• _Problem to work on_: Reproduce verbatim the stretch of entries from the line containing "task: provide the mask of every instance of the **juicy" through the line containing "388), (192, 410)]]", including both of those lines and nothing else.

**** Data for the task

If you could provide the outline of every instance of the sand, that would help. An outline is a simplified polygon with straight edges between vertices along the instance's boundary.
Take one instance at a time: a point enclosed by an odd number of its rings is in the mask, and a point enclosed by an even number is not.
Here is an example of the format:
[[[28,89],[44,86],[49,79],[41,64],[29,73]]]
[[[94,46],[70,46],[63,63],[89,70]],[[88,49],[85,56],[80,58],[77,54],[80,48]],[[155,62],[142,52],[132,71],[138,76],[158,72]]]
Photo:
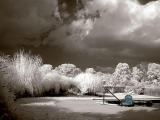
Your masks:
[[[22,120],[159,120],[159,107],[121,107],[92,97],[41,97],[17,100]]]

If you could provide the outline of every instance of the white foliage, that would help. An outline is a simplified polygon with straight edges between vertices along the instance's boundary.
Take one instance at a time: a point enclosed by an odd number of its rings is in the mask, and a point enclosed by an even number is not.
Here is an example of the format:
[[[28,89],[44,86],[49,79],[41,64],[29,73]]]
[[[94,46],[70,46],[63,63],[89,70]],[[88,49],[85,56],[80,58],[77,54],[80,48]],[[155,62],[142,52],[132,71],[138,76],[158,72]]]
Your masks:
[[[119,63],[116,66],[115,72],[113,73],[114,85],[125,86],[129,83],[131,77],[131,71],[127,63]]]
[[[64,76],[74,77],[81,72],[74,64],[62,64],[55,68],[55,70]]]
[[[95,93],[102,89],[102,79],[96,74],[81,73],[75,77],[75,81],[82,94]]]

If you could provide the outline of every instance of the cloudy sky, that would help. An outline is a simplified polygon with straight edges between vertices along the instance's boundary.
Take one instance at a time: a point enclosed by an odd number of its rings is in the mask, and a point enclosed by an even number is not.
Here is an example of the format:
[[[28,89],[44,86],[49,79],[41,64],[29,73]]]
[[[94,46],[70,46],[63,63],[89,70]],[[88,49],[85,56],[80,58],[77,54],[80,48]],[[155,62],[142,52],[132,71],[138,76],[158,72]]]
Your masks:
[[[0,51],[57,66],[134,66],[160,60],[158,0],[1,0]]]

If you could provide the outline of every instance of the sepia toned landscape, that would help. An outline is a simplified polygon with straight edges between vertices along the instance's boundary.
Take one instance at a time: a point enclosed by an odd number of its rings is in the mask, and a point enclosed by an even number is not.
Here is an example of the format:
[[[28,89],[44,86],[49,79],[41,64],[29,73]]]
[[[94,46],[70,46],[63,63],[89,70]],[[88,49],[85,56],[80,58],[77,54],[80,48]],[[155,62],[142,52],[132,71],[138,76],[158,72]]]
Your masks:
[[[0,120],[159,120],[159,0],[1,0]]]

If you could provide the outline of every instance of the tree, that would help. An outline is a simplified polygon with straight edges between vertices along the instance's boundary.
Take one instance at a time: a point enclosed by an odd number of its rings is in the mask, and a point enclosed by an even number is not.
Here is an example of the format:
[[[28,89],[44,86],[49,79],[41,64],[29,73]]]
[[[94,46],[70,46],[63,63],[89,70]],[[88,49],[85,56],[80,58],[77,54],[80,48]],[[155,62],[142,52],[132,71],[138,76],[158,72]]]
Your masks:
[[[74,64],[62,64],[55,68],[59,74],[68,76],[68,77],[75,77],[79,73],[81,73],[81,69],[77,68]]]
[[[87,68],[85,72],[86,73],[92,73],[92,74],[96,73],[96,71],[93,68]]]
[[[131,71],[127,63],[119,63],[113,73],[114,86],[128,85],[131,79]]]
[[[143,80],[143,71],[141,71],[138,67],[133,67],[132,68],[132,82],[141,82]]]
[[[160,85],[160,65],[156,63],[148,64],[148,79],[155,85]]]

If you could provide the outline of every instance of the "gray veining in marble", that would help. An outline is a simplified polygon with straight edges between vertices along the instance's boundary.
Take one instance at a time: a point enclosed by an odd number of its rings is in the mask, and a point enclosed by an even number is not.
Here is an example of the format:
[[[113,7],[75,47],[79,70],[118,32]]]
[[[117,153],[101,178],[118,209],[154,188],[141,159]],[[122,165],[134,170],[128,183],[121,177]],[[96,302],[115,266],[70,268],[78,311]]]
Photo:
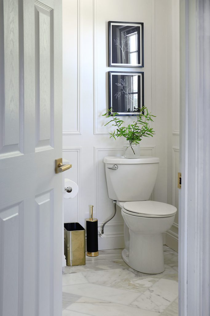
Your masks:
[[[62,316],[178,316],[178,254],[164,246],[165,270],[138,272],[122,259],[121,249],[86,257],[85,265],[66,267]]]

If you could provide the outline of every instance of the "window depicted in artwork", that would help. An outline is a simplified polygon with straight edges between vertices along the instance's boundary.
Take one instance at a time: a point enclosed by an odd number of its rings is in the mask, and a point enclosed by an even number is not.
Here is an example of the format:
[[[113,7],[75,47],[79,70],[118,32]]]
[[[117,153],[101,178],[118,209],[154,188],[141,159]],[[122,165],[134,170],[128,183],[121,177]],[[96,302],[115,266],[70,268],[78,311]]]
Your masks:
[[[109,108],[119,115],[135,115],[144,106],[144,73],[109,71]]]
[[[143,67],[143,23],[108,22],[109,65]]]

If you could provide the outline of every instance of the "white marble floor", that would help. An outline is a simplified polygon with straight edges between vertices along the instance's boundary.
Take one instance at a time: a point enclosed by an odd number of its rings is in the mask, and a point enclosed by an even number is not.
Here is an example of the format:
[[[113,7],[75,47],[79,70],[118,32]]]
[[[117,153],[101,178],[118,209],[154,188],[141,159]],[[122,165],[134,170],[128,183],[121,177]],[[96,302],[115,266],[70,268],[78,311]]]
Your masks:
[[[119,249],[66,267],[63,316],[178,316],[178,254],[164,247],[165,270],[159,274],[133,270]]]

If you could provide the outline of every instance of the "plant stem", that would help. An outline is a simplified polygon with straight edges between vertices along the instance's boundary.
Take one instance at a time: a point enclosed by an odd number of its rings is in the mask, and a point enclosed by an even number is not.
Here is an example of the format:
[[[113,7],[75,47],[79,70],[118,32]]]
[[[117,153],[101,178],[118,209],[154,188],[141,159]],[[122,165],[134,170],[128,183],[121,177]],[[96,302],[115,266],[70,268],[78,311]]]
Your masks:
[[[134,155],[135,155],[135,154],[135,154],[135,151],[134,151],[134,150],[133,150],[133,147],[132,147],[132,145],[131,144],[131,142],[130,142],[130,141],[129,141],[129,143],[130,143],[130,145],[131,145],[131,149],[132,149],[132,150],[133,151],[133,154],[134,154]]]

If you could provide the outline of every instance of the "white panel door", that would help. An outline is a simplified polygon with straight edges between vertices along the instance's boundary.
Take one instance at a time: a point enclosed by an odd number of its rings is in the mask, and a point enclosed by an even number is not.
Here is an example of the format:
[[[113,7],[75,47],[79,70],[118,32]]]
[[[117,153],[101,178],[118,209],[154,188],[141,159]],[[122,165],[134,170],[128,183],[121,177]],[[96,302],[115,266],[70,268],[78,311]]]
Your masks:
[[[61,0],[0,0],[0,315],[61,314]]]

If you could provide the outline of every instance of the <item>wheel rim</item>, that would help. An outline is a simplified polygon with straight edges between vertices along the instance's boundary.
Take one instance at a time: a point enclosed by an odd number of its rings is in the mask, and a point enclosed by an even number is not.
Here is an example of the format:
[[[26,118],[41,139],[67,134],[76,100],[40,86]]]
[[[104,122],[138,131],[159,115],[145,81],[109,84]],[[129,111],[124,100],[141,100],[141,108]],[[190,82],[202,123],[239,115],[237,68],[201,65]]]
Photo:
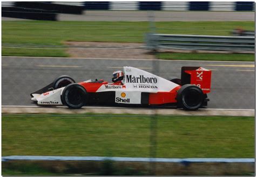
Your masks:
[[[83,104],[84,93],[80,88],[73,87],[67,91],[65,94],[66,100],[69,104],[77,106]]]
[[[190,107],[196,107],[201,104],[201,94],[198,90],[190,89],[183,97],[183,103]]]

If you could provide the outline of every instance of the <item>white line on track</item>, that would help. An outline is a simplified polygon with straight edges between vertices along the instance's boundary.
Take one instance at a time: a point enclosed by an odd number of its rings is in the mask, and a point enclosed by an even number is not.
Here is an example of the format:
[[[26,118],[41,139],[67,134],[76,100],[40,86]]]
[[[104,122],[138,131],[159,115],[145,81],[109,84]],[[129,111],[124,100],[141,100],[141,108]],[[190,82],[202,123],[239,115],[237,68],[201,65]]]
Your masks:
[[[209,66],[254,67],[254,65],[204,65]]]
[[[136,59],[136,58],[65,58],[65,57],[15,57],[15,56],[2,56],[3,58],[25,58],[37,59],[99,59],[99,60],[148,60],[148,61],[165,61],[165,62],[223,62],[223,63],[254,63],[254,62],[240,62],[240,61],[208,61],[208,60],[165,60],[158,59]]]
[[[36,65],[38,67],[82,67],[80,66],[51,66],[51,65]]]
[[[16,106],[16,105],[2,105],[2,107],[46,107],[46,108],[68,108],[65,106]],[[104,107],[104,106],[84,106],[83,108],[121,108],[121,109],[151,109],[151,108],[141,108],[141,107]],[[163,108],[159,108],[159,109]],[[155,108],[154,108],[155,109]],[[200,108],[199,110],[219,110],[219,111],[254,111],[253,109],[224,109],[224,108]]]
[[[113,69],[123,69],[124,67],[112,67],[112,66],[107,66],[108,68],[113,68]],[[136,67],[139,69],[152,69],[152,67]]]
[[[254,70],[235,70],[235,71],[254,71]]]

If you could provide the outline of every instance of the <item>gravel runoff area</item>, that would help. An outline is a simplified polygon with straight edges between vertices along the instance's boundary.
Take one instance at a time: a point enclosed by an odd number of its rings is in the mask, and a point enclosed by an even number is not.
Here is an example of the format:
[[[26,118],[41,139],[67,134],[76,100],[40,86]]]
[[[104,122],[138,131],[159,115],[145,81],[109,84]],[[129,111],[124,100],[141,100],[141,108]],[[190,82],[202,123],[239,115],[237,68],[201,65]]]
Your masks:
[[[71,46],[66,50],[66,52],[71,57],[74,58],[156,59],[149,50],[144,48],[145,45],[143,43],[69,41],[64,42],[64,44]],[[158,51],[178,53],[195,52],[195,51],[190,50],[174,49],[161,49],[158,50]],[[232,53],[226,51],[197,51],[196,52]]]
[[[155,59],[154,56],[150,54],[150,51],[142,48],[144,46],[142,43],[66,42],[64,44],[80,46],[70,47],[66,50],[66,52],[71,57]],[[83,47],[84,46],[90,47]],[[95,46],[97,47],[93,47]]]

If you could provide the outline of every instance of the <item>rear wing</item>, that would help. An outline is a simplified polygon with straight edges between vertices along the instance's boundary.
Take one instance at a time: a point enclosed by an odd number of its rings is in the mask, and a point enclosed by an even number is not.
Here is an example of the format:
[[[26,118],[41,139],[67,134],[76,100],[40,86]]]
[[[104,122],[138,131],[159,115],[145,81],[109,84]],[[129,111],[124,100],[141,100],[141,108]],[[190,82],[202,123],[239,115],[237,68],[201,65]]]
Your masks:
[[[211,92],[212,71],[201,67],[181,67],[181,85],[191,84],[201,88],[204,93]]]

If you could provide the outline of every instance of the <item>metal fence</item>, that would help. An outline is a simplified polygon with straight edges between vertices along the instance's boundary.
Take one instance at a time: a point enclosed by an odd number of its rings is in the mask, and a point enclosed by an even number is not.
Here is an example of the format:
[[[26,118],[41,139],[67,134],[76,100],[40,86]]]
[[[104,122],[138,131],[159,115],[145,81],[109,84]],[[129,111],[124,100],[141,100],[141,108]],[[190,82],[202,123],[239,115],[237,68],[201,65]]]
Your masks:
[[[254,51],[254,37],[148,34],[146,46],[156,49]]]

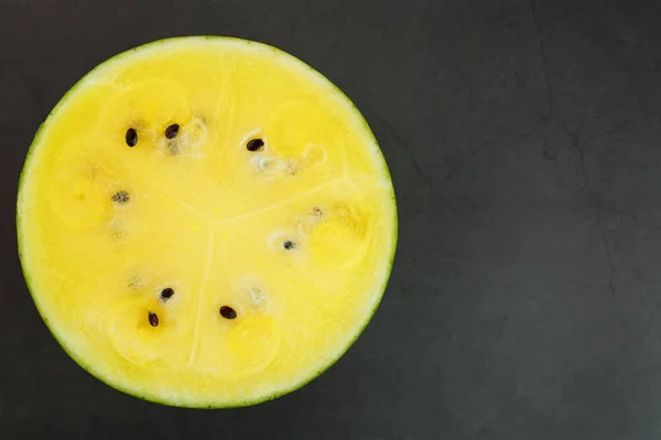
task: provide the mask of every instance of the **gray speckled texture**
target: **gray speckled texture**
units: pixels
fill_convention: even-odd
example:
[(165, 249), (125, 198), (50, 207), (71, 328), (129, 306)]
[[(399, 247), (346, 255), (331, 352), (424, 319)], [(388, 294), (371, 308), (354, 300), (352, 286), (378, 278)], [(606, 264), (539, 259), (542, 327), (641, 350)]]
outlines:
[[(0, 437), (661, 437), (661, 2), (0, 4)], [(15, 256), (32, 135), (96, 64), (149, 41), (280, 47), (364, 112), (398, 194), (381, 307), (294, 394), (191, 410), (96, 381)]]

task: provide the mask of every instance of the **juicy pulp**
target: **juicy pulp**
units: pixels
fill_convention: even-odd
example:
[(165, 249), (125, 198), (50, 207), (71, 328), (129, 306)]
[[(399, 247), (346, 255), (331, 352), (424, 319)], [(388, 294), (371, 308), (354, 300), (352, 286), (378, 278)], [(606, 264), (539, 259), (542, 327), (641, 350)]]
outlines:
[(384, 289), (397, 210), (369, 128), (327, 79), (263, 44), (184, 37), (63, 98), (31, 146), (18, 227), (34, 301), (80, 365), (150, 400), (221, 407), (295, 389), (348, 349)]

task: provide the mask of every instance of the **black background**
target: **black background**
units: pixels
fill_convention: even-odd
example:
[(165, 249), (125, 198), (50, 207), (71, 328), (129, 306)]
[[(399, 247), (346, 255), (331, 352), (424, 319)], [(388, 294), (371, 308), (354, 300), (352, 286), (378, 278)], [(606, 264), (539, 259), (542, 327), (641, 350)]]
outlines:
[[(661, 2), (0, 2), (0, 438), (661, 437)], [(116, 392), (41, 321), (17, 257), (39, 124), (106, 58), (220, 34), (364, 112), (400, 241), (381, 307), (304, 388), (192, 410)]]

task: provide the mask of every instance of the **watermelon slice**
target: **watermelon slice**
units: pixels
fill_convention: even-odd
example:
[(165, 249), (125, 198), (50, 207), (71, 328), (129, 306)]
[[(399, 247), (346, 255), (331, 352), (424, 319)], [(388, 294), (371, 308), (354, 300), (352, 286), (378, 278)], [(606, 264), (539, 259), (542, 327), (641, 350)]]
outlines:
[(388, 168), (349, 99), (226, 37), (154, 42), (86, 75), (34, 139), (17, 221), (67, 353), (189, 407), (319, 375), (372, 316), (397, 243)]

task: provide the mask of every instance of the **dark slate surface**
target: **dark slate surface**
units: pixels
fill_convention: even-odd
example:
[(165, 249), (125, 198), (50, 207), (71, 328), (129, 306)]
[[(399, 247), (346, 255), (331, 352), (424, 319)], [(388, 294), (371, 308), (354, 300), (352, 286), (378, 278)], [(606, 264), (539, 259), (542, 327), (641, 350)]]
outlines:
[[(0, 437), (661, 438), (661, 2), (0, 2)], [(275, 45), (364, 112), (400, 243), (375, 319), (278, 400), (191, 410), (101, 384), (57, 345), (17, 257), (47, 111), (166, 36)]]

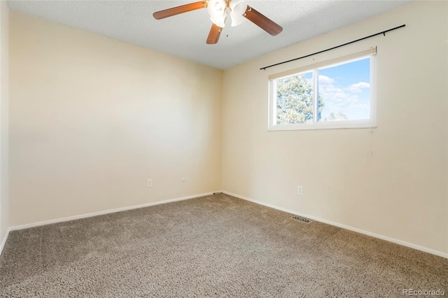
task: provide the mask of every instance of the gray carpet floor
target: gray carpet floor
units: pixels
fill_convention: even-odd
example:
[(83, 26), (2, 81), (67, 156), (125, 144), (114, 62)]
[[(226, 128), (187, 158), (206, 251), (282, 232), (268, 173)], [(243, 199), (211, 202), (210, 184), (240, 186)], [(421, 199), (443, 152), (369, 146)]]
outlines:
[(448, 296), (448, 260), (225, 194), (10, 233), (1, 297)]

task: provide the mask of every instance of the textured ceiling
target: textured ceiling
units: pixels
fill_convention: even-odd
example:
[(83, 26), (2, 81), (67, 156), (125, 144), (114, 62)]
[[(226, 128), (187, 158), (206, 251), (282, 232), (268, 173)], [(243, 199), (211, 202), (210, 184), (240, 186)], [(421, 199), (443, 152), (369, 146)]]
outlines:
[[(216, 45), (205, 43), (211, 26), (206, 9), (160, 20), (152, 16), (195, 1), (8, 1), (8, 5), (22, 13), (225, 69), (410, 2), (246, 0), (283, 27), (283, 32), (272, 36), (248, 20), (235, 27), (227, 22)], [(376, 32), (366, 35), (372, 33)]]

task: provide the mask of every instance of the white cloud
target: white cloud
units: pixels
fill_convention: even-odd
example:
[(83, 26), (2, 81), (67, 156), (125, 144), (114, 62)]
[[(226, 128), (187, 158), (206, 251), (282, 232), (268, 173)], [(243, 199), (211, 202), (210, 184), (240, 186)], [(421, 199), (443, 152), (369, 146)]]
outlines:
[(359, 82), (357, 84), (353, 84), (347, 87), (346, 89), (350, 92), (360, 93), (363, 89), (370, 88), (370, 84), (365, 82)]

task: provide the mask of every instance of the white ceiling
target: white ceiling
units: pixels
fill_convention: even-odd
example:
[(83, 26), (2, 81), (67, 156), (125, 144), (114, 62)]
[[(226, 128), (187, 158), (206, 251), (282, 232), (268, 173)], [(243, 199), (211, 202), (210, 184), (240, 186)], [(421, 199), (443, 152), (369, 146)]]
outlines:
[(227, 22), (216, 45), (205, 43), (211, 26), (206, 9), (160, 20), (152, 16), (155, 11), (195, 1), (10, 0), (8, 6), (22, 13), (225, 69), (410, 2), (246, 0), (284, 31), (272, 36), (248, 20), (235, 27)]

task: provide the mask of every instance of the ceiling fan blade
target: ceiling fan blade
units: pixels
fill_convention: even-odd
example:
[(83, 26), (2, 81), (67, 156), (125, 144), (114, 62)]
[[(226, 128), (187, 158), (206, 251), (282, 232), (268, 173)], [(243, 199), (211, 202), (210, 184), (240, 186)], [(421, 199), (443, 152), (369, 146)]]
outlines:
[(178, 15), (179, 13), (188, 13), (189, 11), (200, 8), (205, 8), (207, 7), (207, 2), (208, 1), (200, 1), (198, 2), (190, 3), (190, 4), (173, 7), (164, 10), (157, 11), (153, 13), (153, 16), (156, 20), (164, 19), (165, 17), (172, 17), (173, 15)]
[(209, 33), (209, 37), (207, 37), (207, 44), (208, 45), (214, 45), (218, 43), (219, 40), (219, 36), (221, 35), (221, 31), (223, 28), (219, 26), (216, 26), (214, 24), (211, 24), (211, 29), (210, 29), (210, 33)]
[(277, 35), (283, 30), (280, 25), (266, 17), (248, 5), (243, 16), (271, 35)]

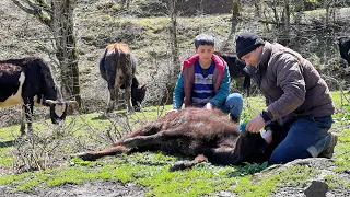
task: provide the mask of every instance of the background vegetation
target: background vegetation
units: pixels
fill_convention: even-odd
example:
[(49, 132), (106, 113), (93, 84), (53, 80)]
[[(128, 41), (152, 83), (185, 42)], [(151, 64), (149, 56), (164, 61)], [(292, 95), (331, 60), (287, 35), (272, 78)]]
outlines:
[[(104, 179), (116, 184), (138, 183), (150, 196), (220, 196), (224, 195), (222, 192), (238, 196), (269, 196), (281, 193), (281, 189), (283, 192), (283, 188), (302, 190), (313, 179), (320, 179), (335, 194), (349, 194), (349, 65), (339, 57), (336, 43), (338, 36), (349, 35), (348, 1), (61, 1), (67, 3), (62, 7), (71, 10), (69, 21), (72, 22), (72, 31), (66, 36), (72, 37), (72, 45), (61, 45), (62, 39), (57, 38), (59, 31), (67, 26), (54, 28), (45, 24), (46, 18), (38, 19), (46, 15), (54, 20), (52, 13), (61, 11), (57, 4), (54, 7), (54, 0), (18, 1), (16, 4), (22, 3), (36, 11), (32, 13), (14, 2), (0, 2), (0, 57), (43, 57), (62, 88), (74, 84), (79, 90), (66, 90), (65, 95), (66, 99), (81, 97), (82, 114), (75, 113), (66, 124), (52, 126), (45, 121), (48, 113), (36, 108), (35, 132), (19, 138), (16, 124), (20, 108), (1, 109), (0, 185), (4, 187), (0, 186), (0, 190), (5, 188), (9, 193), (24, 190), (31, 194), (38, 187), (52, 188)], [(332, 164), (320, 161), (324, 165), (318, 166), (311, 162), (252, 175), (266, 165), (213, 166), (205, 163), (189, 171), (170, 173), (168, 164), (183, 158), (140, 153), (96, 162), (70, 159), (71, 153), (105, 148), (139, 124), (154, 119), (171, 108), (164, 104), (171, 102), (180, 60), (194, 54), (196, 35), (212, 34), (217, 49), (234, 51), (234, 36), (243, 31), (258, 33), (266, 40), (279, 42), (295, 49), (311, 60), (326, 79), (337, 105), (331, 131), (340, 136)], [(137, 76), (141, 83), (148, 84), (147, 97), (142, 103), (145, 108), (133, 115), (118, 111), (106, 117), (103, 112), (108, 93), (98, 73), (98, 60), (106, 45), (119, 42), (128, 43), (138, 58)], [(72, 46), (74, 56), (58, 56), (59, 48), (71, 51)], [(79, 70), (78, 76), (67, 72), (71, 68)], [(68, 78), (78, 77), (73, 80), (78, 79), (79, 83), (65, 84), (66, 73)], [(240, 80), (233, 81), (232, 91), (241, 92), (240, 83)], [(253, 95), (245, 97), (243, 120), (264, 106), (257, 90)], [(288, 194), (292, 193), (298, 190), (289, 190)]]

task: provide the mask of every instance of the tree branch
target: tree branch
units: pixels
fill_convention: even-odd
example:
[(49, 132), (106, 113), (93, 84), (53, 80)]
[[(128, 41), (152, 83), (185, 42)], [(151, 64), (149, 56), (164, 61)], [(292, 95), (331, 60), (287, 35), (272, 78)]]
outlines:
[[(23, 5), (20, 1), (18, 0), (12, 0), (12, 2), (14, 4), (16, 4), (20, 9), (22, 9), (24, 12), (28, 13), (28, 14), (32, 14), (34, 16), (36, 16), (39, 22), (42, 22), (43, 24), (47, 25), (47, 26), (51, 26), (51, 23), (52, 23), (52, 11), (49, 10), (49, 7), (47, 4), (45, 4), (44, 2), (39, 2), (42, 3), (43, 5), (38, 5), (38, 4), (35, 4), (33, 2), (31, 2), (30, 0), (25, 0), (25, 2), (32, 8), (27, 8), (25, 5)], [(43, 10), (45, 12), (47, 12), (49, 15), (45, 14), (43, 12)]]
[(18, 5), (21, 10), (23, 10), (24, 12), (35, 15), (35, 11), (32, 9), (28, 9), (26, 7), (24, 7), (22, 3), (20, 3), (18, 0), (12, 0), (12, 2)]

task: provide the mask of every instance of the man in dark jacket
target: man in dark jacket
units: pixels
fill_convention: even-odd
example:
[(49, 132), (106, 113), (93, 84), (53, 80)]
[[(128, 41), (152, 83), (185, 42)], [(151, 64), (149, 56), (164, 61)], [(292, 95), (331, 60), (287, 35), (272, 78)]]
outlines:
[(237, 35), (236, 53), (266, 97), (267, 107), (249, 120), (246, 130), (259, 132), (265, 127), (272, 149), (270, 163), (331, 158), (337, 137), (328, 130), (335, 107), (313, 65), (296, 51), (264, 42), (254, 33)]

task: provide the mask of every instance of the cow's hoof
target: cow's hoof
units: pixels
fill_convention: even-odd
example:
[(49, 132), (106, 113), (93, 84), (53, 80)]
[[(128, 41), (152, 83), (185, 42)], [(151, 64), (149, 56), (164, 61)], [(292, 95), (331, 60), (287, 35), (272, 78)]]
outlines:
[(171, 167), (168, 169), (170, 172), (174, 172), (174, 171), (182, 171), (182, 170), (185, 170), (187, 169), (188, 166), (186, 165), (186, 162), (184, 161), (180, 161), (180, 162), (176, 162), (176, 163), (173, 163), (171, 165)]
[(89, 153), (89, 152), (81, 152), (81, 153), (77, 153), (77, 154), (71, 154), (71, 158), (81, 158), (84, 161), (95, 161), (96, 158)]
[(127, 138), (122, 143), (129, 148), (138, 147), (140, 144), (140, 139), (138, 138)]

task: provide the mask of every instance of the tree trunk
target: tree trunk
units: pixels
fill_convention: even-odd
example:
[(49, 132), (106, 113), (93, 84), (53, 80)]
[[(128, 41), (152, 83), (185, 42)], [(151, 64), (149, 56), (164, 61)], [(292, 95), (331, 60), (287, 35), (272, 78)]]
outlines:
[(60, 63), (61, 86), (65, 99), (74, 99), (81, 106), (77, 40), (73, 34), (73, 1), (52, 1), (52, 32), (56, 57)]
[(236, 32), (236, 26), (240, 23), (240, 0), (232, 0), (232, 23), (231, 23), (231, 31), (228, 36), (228, 39), (223, 42), (220, 50), (228, 50), (229, 42), (233, 39), (233, 35)]
[(73, 32), (74, 1), (12, 0), (20, 9), (50, 27), (55, 36), (56, 57), (60, 66), (60, 81), (65, 99), (75, 99), (81, 107), (77, 40)]
[(165, 95), (167, 101), (166, 104), (173, 103), (173, 92), (176, 84), (177, 74), (180, 71), (179, 53), (178, 53), (178, 40), (177, 40), (177, 0), (168, 0), (168, 11), (171, 16), (170, 25), (170, 38), (171, 38), (171, 49), (172, 49), (172, 65), (170, 66), (168, 72), (168, 83), (166, 89), (168, 94)]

********

• _Written answer_:
task: provide the mask of every instance of the **juicy pulp**
target: **juicy pulp**
units: pixels
fill_convention: even-odd
example:
[(165, 249), (125, 198), (50, 207), (71, 328), (129, 306)]
[[(399, 247), (346, 255), (331, 352), (424, 319)], [(388, 294), (371, 308), (354, 300), (352, 286), (378, 278)], [(606, 264), (539, 259), (542, 327), (641, 350)]]
outlines:
[(384, 289), (397, 210), (369, 128), (327, 79), (263, 44), (184, 37), (63, 98), (31, 146), (18, 227), (34, 301), (80, 365), (150, 400), (221, 407), (295, 389), (348, 349)]

task: provide the mask of every instance of the **black background**
target: **black background**
units: pixels
fill_convention: even-odd
example:
[(165, 249), (125, 198), (50, 207), (71, 328), (129, 306)]
[[(399, 247), (346, 255), (331, 352), (424, 319)], [(388, 294), (371, 308), (354, 300), (352, 286), (378, 278)], [(606, 264), (539, 259), (542, 327), (641, 350)]]
outlines:
[[(661, 2), (0, 2), (0, 438), (661, 437)], [(116, 392), (41, 321), (17, 257), (39, 124), (106, 58), (220, 34), (364, 112), (400, 241), (381, 307), (304, 388), (192, 410)]]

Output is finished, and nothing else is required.